Exercise inputs:
++++++

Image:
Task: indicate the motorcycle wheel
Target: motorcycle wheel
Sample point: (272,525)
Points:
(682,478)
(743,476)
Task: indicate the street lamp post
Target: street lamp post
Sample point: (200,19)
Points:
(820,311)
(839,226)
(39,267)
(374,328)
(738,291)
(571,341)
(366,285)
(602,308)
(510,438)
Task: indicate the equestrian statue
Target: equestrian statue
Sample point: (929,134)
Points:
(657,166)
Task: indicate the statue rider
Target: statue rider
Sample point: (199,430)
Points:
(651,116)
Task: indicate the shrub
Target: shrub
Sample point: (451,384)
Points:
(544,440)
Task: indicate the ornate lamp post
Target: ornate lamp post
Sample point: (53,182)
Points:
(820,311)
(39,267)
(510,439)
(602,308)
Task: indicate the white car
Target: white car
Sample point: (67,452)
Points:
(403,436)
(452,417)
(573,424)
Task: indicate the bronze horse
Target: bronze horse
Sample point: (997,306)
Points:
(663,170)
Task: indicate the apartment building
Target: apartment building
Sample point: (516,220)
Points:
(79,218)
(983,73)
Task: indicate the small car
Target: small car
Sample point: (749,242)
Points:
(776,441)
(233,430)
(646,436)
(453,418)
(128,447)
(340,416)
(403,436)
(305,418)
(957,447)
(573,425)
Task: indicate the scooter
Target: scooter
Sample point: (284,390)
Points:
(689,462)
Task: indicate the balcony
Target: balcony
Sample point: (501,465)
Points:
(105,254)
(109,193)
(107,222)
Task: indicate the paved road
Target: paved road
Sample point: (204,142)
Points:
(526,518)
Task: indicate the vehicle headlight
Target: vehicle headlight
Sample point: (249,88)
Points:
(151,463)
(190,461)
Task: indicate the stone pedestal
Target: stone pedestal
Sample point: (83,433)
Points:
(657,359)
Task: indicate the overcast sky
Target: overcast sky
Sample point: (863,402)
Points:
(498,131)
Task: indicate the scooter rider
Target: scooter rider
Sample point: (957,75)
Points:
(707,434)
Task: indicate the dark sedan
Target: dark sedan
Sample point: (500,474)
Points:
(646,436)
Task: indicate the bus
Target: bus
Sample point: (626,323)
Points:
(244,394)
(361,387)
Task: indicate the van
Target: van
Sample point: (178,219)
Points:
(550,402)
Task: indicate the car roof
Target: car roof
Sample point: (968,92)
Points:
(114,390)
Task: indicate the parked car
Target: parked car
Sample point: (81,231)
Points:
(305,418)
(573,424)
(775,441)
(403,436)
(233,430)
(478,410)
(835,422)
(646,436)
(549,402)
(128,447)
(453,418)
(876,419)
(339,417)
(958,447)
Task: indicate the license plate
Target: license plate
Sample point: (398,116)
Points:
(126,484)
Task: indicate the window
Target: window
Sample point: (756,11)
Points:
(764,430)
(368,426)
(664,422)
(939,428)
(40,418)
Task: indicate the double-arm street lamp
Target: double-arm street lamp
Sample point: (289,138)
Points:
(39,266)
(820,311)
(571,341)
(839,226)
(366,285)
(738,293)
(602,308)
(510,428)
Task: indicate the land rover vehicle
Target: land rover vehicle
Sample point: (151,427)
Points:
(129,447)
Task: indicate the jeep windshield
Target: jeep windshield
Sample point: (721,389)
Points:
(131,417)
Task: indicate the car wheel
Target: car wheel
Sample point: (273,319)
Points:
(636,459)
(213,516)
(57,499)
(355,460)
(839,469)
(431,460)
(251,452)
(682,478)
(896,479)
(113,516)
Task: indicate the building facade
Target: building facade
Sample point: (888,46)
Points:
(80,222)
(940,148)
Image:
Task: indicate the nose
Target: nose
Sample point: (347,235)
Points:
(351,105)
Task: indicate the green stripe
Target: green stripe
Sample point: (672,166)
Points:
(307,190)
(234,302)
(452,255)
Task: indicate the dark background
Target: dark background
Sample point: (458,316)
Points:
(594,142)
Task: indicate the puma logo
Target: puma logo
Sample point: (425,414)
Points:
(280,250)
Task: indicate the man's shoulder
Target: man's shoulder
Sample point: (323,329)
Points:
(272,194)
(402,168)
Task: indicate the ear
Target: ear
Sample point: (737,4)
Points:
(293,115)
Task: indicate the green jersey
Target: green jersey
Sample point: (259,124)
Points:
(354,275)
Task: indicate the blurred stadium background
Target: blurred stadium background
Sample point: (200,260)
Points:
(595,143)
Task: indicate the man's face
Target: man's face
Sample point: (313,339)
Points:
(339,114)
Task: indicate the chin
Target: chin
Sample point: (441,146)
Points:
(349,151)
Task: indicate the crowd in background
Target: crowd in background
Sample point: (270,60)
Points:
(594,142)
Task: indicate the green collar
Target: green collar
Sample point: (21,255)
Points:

++++++

Work to be completed:
Copy out the records above without altering anything.

Written answer:
Image:
Task: indicate the motorcycle wheel
Target: motorcycle wheel
Sample point: (272,525)
Points:
(682,478)
(743,476)
Task: indicate the street lamp post
Target: street lamp post
Sample point: (200,19)
Points:
(820,311)
(839,226)
(39,267)
(374,328)
(738,291)
(571,341)
(366,285)
(602,308)
(510,438)
Task: indicate the equestrian statue
Target: equestrian statue
Sample point: (929,134)
Points:
(657,166)
Task: indicate the statue rider
Target: statue rider
Sample point: (199,430)
Points:
(651,116)
Task: indicate the shrub
Target: shrub
Sample point: (451,384)
Points:
(544,440)
Task: indicate the ornate lamp post
Target: ornate lamp post
Sample point: (53,182)
Points:
(820,311)
(39,267)
(510,439)
(602,308)
Task: indicate the white car
Target: white car
Sample point: (67,452)
Points:
(403,436)
(452,417)
(573,424)
Task: indicate the bronze horse
Target: bronze horse
Sample point: (997,306)
Points:
(663,170)
Task: indicate the apartment building
Target: apartment building
Sample point: (516,220)
Points:
(79,218)
(983,73)
Task: indicate the small car
Target: small car
Sample point: (749,242)
Points:
(776,441)
(233,430)
(646,436)
(453,418)
(128,447)
(340,416)
(403,436)
(305,418)
(957,447)
(573,425)
Task: indicate the scooter
Target: scooter
Sample point: (284,390)
Points:
(689,462)
Task: indicate the balcony
Target: balcony
Sample point: (501,465)
Points:
(105,254)
(109,193)
(107,222)
Task: indicate the paved road
Target: paved road
Sample point: (204,142)
Points:
(526,518)
Task: indicate the vehicle headlight
Target: vehicle headlight
Sample point: (249,88)
Points:
(151,463)
(190,461)
Task: indicate the stone pedestal
Target: stone pedestal
Sample point: (83,433)
Points:
(657,359)
Task: indicate the overcast sky
Target: overcast sky
Sample point: (863,402)
Points:
(498,131)
Task: indicate the scooter rider
Target: scooter rider
Sample point: (957,75)
Points:
(707,434)
Task: indicate the dark sedan
Target: dark sedan
Sample point: (500,474)
Points:
(646,436)
Task: indicate the bus
Target: bus
Sample point: (626,323)
Points:
(244,394)
(361,387)
Task: indicate the van
Target: van
Sample point: (178,219)
Points:
(550,402)
Task: indicate the car roof
Target: car roof
Sample point: (968,92)
Points:
(114,390)
Task: indicate the parked car
Target: parked car
Sample point: (81,231)
Points:
(305,418)
(573,424)
(775,441)
(403,436)
(233,430)
(478,410)
(835,422)
(646,436)
(549,402)
(128,447)
(453,418)
(876,419)
(339,417)
(958,447)
Task: indicate the license plate
Target: license plate
Sample point: (398,116)
Points:
(126,484)
Task: indicate the window
Target: window
Sample point: (756,11)
Points:
(764,430)
(368,426)
(664,422)
(939,428)
(40,418)
Task: indicate the double-arm street lamp
Target: double-arm street lamp
Sample point: (289,138)
Points:
(39,266)
(820,311)
(571,341)
(839,226)
(366,285)
(738,293)
(602,308)
(510,428)
Task: indicate the land rover vehicle
Target: land rover vehicle
Sample point: (151,427)
Points:
(129,447)
Task: indicate the jeep windshield
Target: jeep windshield
Sample point: (721,389)
Points:
(131,417)
Task: indicate the car wheel
Target: car wheel
Sample point: (273,319)
Points:
(636,459)
(213,516)
(57,499)
(355,460)
(839,469)
(431,460)
(251,452)
(682,478)
(896,479)
(113,516)
Task: indicate the building facade
Target: building facade
Sample point: (888,46)
Points:
(80,222)
(940,148)
Image:
Task: indicate the nose
Target: nose
Sample point: (347,235)
Points:
(351,105)
Task: indicate the green stripe
Target: green stripe
Sample point: (672,166)
Points:
(307,190)
(234,302)
(452,255)
Task: indicate the dark background
Target: dark background
Sample point: (458,316)
Points:
(594,142)
Task: indicate the puma logo
Target: puma logo
Sample point: (425,414)
Points:
(280,250)
Task: indicate the man's shoulder
Target: man's shoulder
Sample point: (323,329)
Points:
(272,194)
(402,168)
Task: indicate the ear
Target: ear
Sample point: (737,4)
Points:
(293,115)
Task: indicate the green jersey
Target: green jersey
Sample point: (259,124)
Points:
(354,275)
Task: indicate the blurred stadium background
Target: blurred stadium background
Sample point: (200,260)
Points:
(595,143)
Task: indicate the man's face
Target: man's face
Sample point: (313,339)
Points:
(339,114)
Task: indicate the chin
Target: chin
Sample point: (441,146)
Points:
(349,151)
Task: indicate the crowd in background
Target: crowd in background
Sample point: (270,60)
Points:
(594,142)
Task: indicate the green collar
Target: green collar
Sample point: (21,255)
Points:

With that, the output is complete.